[Data records]
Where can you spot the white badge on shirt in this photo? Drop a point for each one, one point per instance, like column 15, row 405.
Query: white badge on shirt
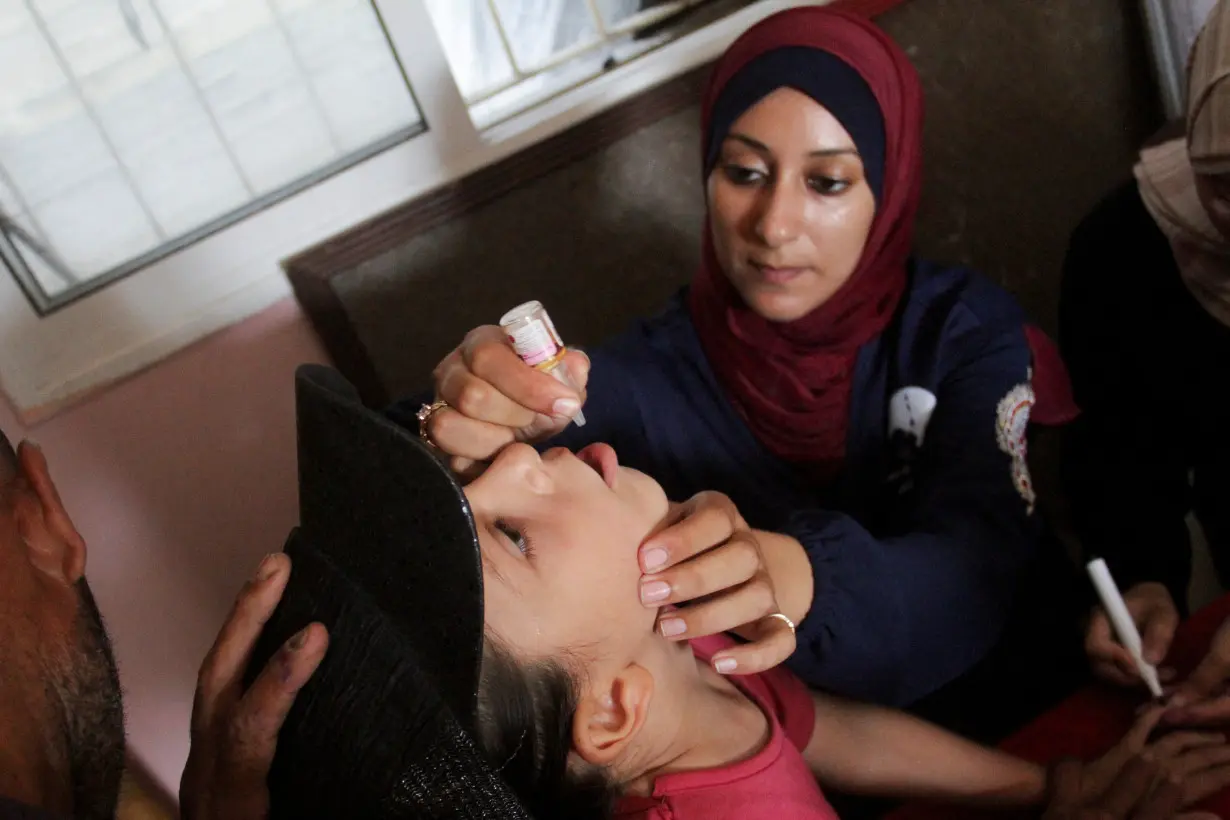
column 1011, row 425
column 909, row 412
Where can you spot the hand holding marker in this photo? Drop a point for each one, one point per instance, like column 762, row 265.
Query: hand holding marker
column 538, row 343
column 1124, row 627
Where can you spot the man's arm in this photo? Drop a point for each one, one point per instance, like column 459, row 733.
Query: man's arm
column 866, row 749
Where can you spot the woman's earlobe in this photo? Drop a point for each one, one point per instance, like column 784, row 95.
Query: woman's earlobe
column 609, row 719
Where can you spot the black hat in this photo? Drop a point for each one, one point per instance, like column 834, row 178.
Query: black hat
column 386, row 557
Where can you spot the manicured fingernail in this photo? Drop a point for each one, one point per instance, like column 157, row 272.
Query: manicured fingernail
column 565, row 407
column 653, row 558
column 268, row 566
column 654, row 590
column 670, row 627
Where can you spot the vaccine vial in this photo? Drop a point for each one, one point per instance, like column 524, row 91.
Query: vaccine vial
column 538, row 343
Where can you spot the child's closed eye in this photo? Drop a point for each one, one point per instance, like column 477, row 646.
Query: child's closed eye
column 515, row 537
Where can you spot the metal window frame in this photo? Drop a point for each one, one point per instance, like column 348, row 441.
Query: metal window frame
column 44, row 304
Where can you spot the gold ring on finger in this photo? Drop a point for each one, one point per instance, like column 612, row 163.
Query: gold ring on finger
column 424, row 417
column 781, row 617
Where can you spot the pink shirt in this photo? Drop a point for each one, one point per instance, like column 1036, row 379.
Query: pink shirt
column 773, row 784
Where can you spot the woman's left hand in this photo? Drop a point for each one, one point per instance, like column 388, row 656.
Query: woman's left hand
column 709, row 563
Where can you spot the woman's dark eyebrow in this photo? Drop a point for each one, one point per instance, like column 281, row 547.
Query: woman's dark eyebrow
column 760, row 146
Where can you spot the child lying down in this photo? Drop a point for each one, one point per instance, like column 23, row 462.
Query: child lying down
column 490, row 657
column 587, row 709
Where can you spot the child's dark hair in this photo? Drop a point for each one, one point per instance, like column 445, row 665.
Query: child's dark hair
column 525, row 713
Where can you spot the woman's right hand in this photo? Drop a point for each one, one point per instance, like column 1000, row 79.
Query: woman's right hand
column 1155, row 615
column 495, row 398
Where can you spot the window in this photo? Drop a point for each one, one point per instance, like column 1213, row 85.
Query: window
column 134, row 127
column 1172, row 28
column 159, row 157
column 508, row 54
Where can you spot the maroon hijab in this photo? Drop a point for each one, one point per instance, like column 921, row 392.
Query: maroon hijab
column 791, row 381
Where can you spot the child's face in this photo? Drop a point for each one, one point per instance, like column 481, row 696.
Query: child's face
column 560, row 537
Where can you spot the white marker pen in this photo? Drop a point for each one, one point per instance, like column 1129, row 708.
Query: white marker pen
column 1122, row 621
column 538, row 343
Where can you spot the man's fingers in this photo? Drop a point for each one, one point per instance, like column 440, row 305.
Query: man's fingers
column 1198, row 760
column 1208, row 678
column 1214, row 712
column 773, row 644
column 493, row 362
column 252, row 728
column 1161, row 804
column 1114, row 673
column 696, row 525
column 1133, row 783
column 731, row 610
column 1065, row 788
column 226, row 659
column 1206, row 782
column 730, row 564
column 1178, row 743
column 1138, row 735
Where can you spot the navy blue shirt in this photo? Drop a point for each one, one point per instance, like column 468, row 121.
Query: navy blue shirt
column 916, row 551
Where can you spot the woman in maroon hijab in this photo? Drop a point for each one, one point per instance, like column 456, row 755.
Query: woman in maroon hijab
column 848, row 422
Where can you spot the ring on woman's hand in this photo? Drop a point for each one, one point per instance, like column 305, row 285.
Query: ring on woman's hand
column 424, row 416
column 784, row 620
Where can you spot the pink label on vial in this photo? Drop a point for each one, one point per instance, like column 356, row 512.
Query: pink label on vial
column 534, row 342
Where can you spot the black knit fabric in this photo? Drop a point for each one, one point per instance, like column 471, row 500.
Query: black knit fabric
column 388, row 559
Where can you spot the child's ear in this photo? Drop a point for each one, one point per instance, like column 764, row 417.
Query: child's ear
column 610, row 717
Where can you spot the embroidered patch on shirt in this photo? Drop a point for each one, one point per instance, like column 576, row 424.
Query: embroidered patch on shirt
column 1011, row 424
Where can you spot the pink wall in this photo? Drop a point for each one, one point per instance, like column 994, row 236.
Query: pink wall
column 180, row 478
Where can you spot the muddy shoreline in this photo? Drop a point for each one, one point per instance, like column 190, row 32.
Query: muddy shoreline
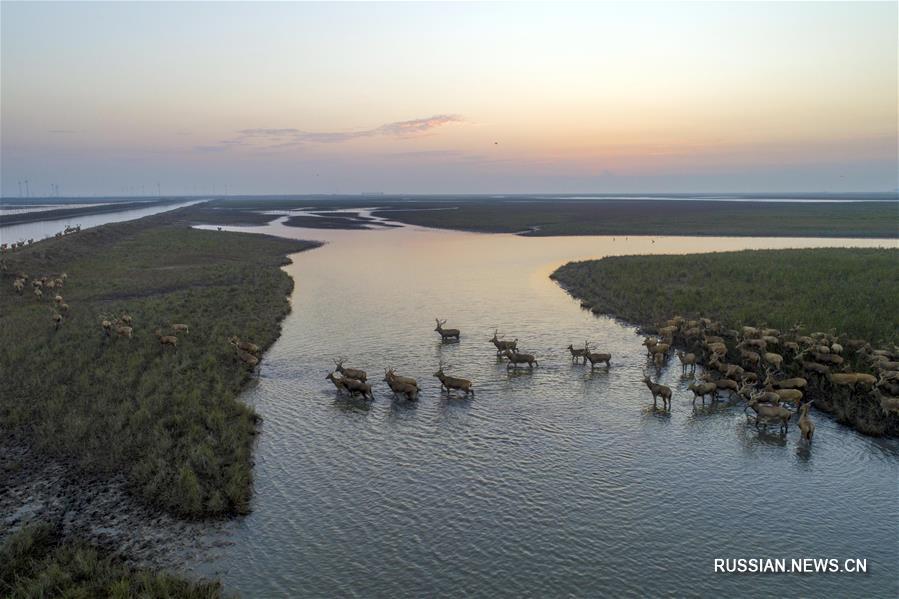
column 98, row 509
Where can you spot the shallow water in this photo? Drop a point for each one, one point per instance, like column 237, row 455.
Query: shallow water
column 547, row 483
column 47, row 228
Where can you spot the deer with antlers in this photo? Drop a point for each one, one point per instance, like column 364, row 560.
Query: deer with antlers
column 166, row 339
column 353, row 373
column 502, row 345
column 446, row 334
column 450, row 382
column 658, row 391
column 595, row 357
column 401, row 384
column 579, row 354
column 515, row 358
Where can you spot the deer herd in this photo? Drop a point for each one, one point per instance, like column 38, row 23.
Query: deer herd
column 777, row 374
column 121, row 326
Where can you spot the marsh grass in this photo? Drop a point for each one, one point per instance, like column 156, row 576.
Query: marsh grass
column 850, row 291
column 536, row 216
column 35, row 562
column 169, row 418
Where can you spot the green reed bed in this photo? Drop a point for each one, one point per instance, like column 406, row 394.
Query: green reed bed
column 169, row 418
column 849, row 291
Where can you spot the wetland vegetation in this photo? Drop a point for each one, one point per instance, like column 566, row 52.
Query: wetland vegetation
column 38, row 562
column 865, row 216
column 852, row 291
column 167, row 417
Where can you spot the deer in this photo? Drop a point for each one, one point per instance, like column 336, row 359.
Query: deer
column 516, row 358
column 578, row 354
column 244, row 345
column 594, row 357
column 792, row 396
column 721, row 384
column 502, row 345
column 353, row 373
column 338, row 383
column 390, row 372
column 398, row 386
column 357, row 387
column 806, row 425
column 703, row 389
column 793, row 383
column 687, row 360
column 776, row 360
column 246, row 357
column 446, row 333
column 166, row 339
column 450, row 382
column 769, row 413
column 658, row 391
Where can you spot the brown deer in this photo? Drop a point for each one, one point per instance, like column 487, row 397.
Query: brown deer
column 353, row 373
column 244, row 345
column 658, row 391
column 502, row 345
column 446, row 333
column 357, row 387
column 338, row 382
column 793, row 383
column 806, row 425
column 767, row 413
column 516, row 358
column 166, row 339
column 246, row 357
column 390, row 372
column 450, row 382
column 703, row 389
column 578, row 354
column 398, row 386
column 596, row 357
column 687, row 360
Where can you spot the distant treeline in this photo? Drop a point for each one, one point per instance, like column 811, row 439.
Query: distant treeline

» **What the task asks**:
Give back each entry exactly as it appears, with no pictures.

» **Reply**:
Where can you spot the white badge on shirt in this photo? Drop a point for each one, one point per instance, like column 15, row 405.
Query: white badge on shirt
column 1011, row 425
column 909, row 412
Where can you spot the hand holding marker in this photo? Drop a point for each one, one point per instance, like column 762, row 265.
Query: hand holding marker
column 538, row 343
column 1124, row 627
Where can you spot the man's arm in this photo? Drop a point for each one, one point per instance, like column 459, row 733.
Query: man's arm
column 866, row 749
Where can you spot the woman's earlobe in this photo? Drop a point for each one, one point per instance, like column 784, row 95.
Query: woman's earlobe
column 609, row 719
Where can you spot the black hat in this photo? Drop a point for each one, one point per instance, like column 834, row 178.
Query: black hat
column 386, row 557
Where can you spot the manicured fingernail in this photo? Drop a point for each one, one point per instance, like column 157, row 272.
Query: manicured fingernail
column 565, row 407
column 653, row 558
column 268, row 566
column 654, row 590
column 670, row 627
Where can you spot the vaccine vial in this photo? Drop a point for each one, one point per instance, like column 524, row 91.
Query: vaccine vial
column 538, row 343
Where can you spot the child's closed eye in this photo? Drop a point for each one, one point per instance, like column 477, row 646.
Query: child's closed eye
column 515, row 537
Where can you spot the metal window frame in this photo? Drop a point for each one, one point per instance, like column 348, row 441.
Query: metal window frame
column 44, row 304
Where can you spot the gold ring on finger in this photo? Drop a point for each one, one point per instance, like column 612, row 163.
Query: gold ring on finger
column 424, row 417
column 781, row 617
Where can you spot the pink shirt in this photo? Drop a point for each one, one point per instance, like column 1036, row 379.
Query: pink shirt
column 773, row 784
Where can you spot the woman's left hand in this photo? Drop a point for each one, one point per instance, like column 388, row 656.
Query: woman's left hand
column 709, row 563
Where can you spot the woman's dark eyebrow in this photo? Drop a point for each one, one point per instance, like column 281, row 547.
Query: woman's dark eyebrow
column 760, row 146
Where can you spot the child lying down in this photo? Drop a point for each one, one point per instance, like column 23, row 462.
Query: child lying down
column 490, row 657
column 587, row 709
Where can you spot the child's dark hair in this photo? Drop a point for each one, one point per instance, like column 445, row 665.
Query: child's dark hair
column 525, row 713
Where can you spot the woman's right hand in this photo? Drop a point for each one, one point per instance, like column 1000, row 79.
Query: woman's right hand
column 1155, row 615
column 495, row 398
Where can you spot the window in this photo? Drop a point for each one, one point per instance, like column 1213, row 85.
Query: window
column 134, row 127
column 1172, row 28
column 159, row 157
column 508, row 54
Where can you spot the maroon hijab in this photo? Drop a point for each one, one point per instance, like column 921, row 392.
Query: maroon hijab
column 791, row 381
Where can you spot the child's face in this photo? Drop a point for each one, one point per instance, like column 481, row 696.
Query: child's face
column 560, row 537
Where can you spot the white marker pen in this photo? Drop a point for each one, one point per instance, like column 1129, row 708.
Query: white marker pen
column 1122, row 621
column 538, row 343
Where can you spot the man's fingers in this photo? Drop a point for each one, one point per instance, like column 440, row 305.
Query: man's fingers
column 1198, row 760
column 1208, row 678
column 1214, row 712
column 773, row 644
column 493, row 362
column 252, row 728
column 1161, row 804
column 1114, row 673
column 696, row 525
column 1133, row 783
column 731, row 610
column 1065, row 788
column 226, row 659
column 1206, row 782
column 730, row 564
column 1178, row 743
column 1138, row 735
Where can you spot the navy blue shirt in this photo? Drop a point for each one, one point per instance, like column 468, row 121.
Query: navy blue shirt
column 916, row 551
Where can you spot the woman in maroon hijab in this photo? Drop a point for each one, one point per instance, like column 456, row 755.
Query: woman in maroon hijab
column 848, row 422
Where can you spot the ring on woman's hand in this photo? Drop a point for each one, one point per instance, like column 305, row 285.
Query: ring on woman's hand
column 424, row 416
column 784, row 620
Where can you spot the pink label on vial in this photo? Drop a point for each one, one point per instance, like column 356, row 512.
Query: pink label on vial
column 534, row 342
Where can you spot the black knit fabric in this photo? Drop a point for each one, one point per instance, like column 471, row 500.
Query: black knit fabric
column 388, row 559
Where can you spot the child's ear in this photo? Drop a point for each one, one point per instance, like column 764, row 417.
Query: child's ear
column 610, row 717
Where can you spot the embroidered patch on shirt in this photo? Drop a point for each one, one point per instance, like column 576, row 424.
Query: embroidered patch on shirt
column 1011, row 424
Where can you spot the pink wall in this photo? Drop a point for each one, one point per instance, like column 994, row 236.
Query: pink wall
column 180, row 478
Where can you spot the muddy shoreline in this photo? Drop a point for each one, one point per instance, like column 190, row 32.
Query: muddy shoreline
column 98, row 509
Where can you spot the shallow water in this photo? Drop a point for each one, one point per instance, like column 237, row 455.
Query: shallow water
column 547, row 483
column 47, row 228
Where can you spot the deer with antlers in this photo? Drop a point for each one, one point per instance, like column 364, row 560.
Query: deer with antlers
column 166, row 339
column 353, row 373
column 502, row 345
column 446, row 334
column 450, row 382
column 658, row 391
column 595, row 357
column 401, row 384
column 579, row 354
column 515, row 358
Where can you spot the deer herd in this photo? Drop a point for each one, one point per instance, like column 38, row 23.
Query: deer herd
column 777, row 374
column 121, row 326
Where can you spot the marsh grass in this photo? Drop a point for each one, one point per instance, like column 156, row 576.
Query: marsh grass
column 850, row 291
column 536, row 216
column 35, row 562
column 169, row 418
Where can you spot the green reed bed in this photo? Drop a point for each one, one point per instance, like column 406, row 394.
Query: green reed bed
column 169, row 418
column 849, row 291
Where can you spot the wetland vegetation in this photo? Drop a point for each one, one point per instance, like column 566, row 52.
Query: wetland vegetation
column 38, row 562
column 865, row 216
column 852, row 291
column 167, row 417
Where can you spot the deer in this photo? Drop a point for each one, one point per instance, like column 336, row 359.
Query: deer
column 516, row 358
column 578, row 354
column 244, row 345
column 594, row 357
column 792, row 396
column 721, row 384
column 502, row 345
column 353, row 373
column 338, row 383
column 390, row 372
column 398, row 386
column 357, row 387
column 806, row 425
column 703, row 389
column 793, row 383
column 687, row 360
column 776, row 360
column 246, row 357
column 446, row 333
column 166, row 339
column 450, row 382
column 769, row 413
column 658, row 391
Where can you spot the brown deer in this photo? Drop a point for each one, one point per instance, like column 487, row 397.
Query: brown deer
column 353, row 373
column 244, row 345
column 658, row 391
column 502, row 345
column 446, row 333
column 357, row 387
column 338, row 382
column 793, row 383
column 806, row 425
column 767, row 413
column 516, row 358
column 166, row 339
column 246, row 357
column 390, row 372
column 450, row 382
column 703, row 389
column 578, row 354
column 398, row 386
column 596, row 357
column 687, row 360
Where can you spot the distant treeline in this photo? Drop a point for each one, one point per instance, like column 811, row 439.
Query: distant treeline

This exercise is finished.